GIVEN REQUEST> From the listing below, select each line that contains the string "paper". Matching is case-sensitive.

-- BEGIN DATA TO PROCESS --

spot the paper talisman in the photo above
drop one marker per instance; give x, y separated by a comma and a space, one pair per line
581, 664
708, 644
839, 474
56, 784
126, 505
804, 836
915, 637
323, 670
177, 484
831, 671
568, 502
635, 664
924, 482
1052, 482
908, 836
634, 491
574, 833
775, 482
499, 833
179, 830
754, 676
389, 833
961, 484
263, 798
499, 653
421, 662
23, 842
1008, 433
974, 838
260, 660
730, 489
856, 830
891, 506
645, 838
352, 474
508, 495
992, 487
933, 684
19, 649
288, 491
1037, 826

-- END DATA TO PROCESS --

WRITTEN RESPONSE>
spot the paper talisman in the photo above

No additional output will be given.